━━ RECORD SET

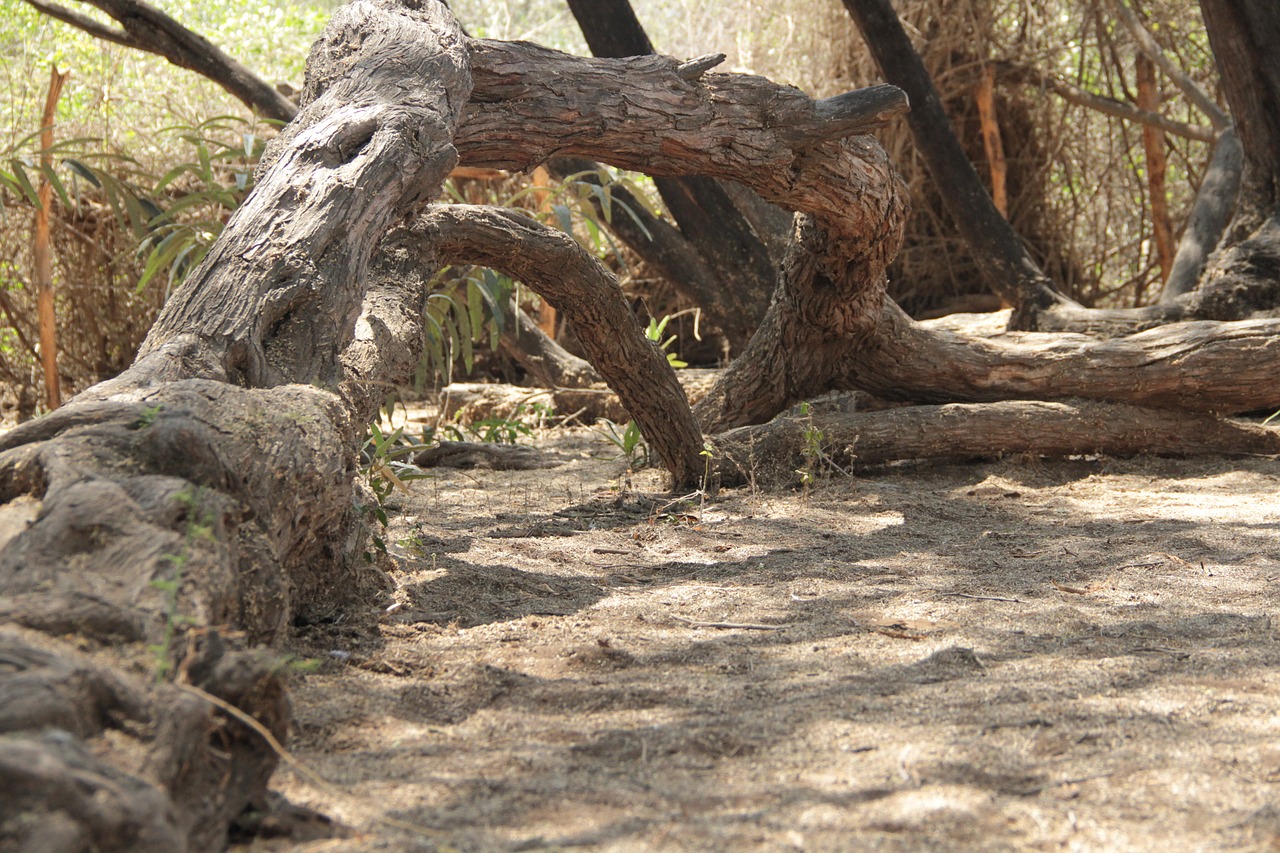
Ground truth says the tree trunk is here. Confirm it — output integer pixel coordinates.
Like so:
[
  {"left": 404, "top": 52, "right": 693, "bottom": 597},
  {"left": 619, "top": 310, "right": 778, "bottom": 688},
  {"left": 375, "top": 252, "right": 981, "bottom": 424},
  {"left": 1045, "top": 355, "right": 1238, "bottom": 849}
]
[
  {"left": 844, "top": 0, "right": 1280, "bottom": 335},
  {"left": 1159, "top": 128, "right": 1242, "bottom": 302},
  {"left": 0, "top": 3, "right": 468, "bottom": 848},
  {"left": 6, "top": 4, "right": 1280, "bottom": 848}
]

━━━━

Apart from the pictures, the entries above are to be repeated in full and exactly.

Ground truth says the tree trunk is here. Confirm it — output integer pixel coordinates.
Like so:
[
  {"left": 404, "top": 52, "right": 693, "bottom": 597},
  {"left": 619, "top": 310, "right": 778, "bottom": 688},
  {"left": 375, "top": 252, "right": 981, "bottom": 424},
  {"left": 1045, "top": 355, "right": 1238, "bottom": 849}
]
[
  {"left": 844, "top": 0, "right": 1280, "bottom": 335},
  {"left": 1159, "top": 128, "right": 1242, "bottom": 302},
  {"left": 0, "top": 3, "right": 468, "bottom": 848},
  {"left": 6, "top": 4, "right": 1280, "bottom": 848}
]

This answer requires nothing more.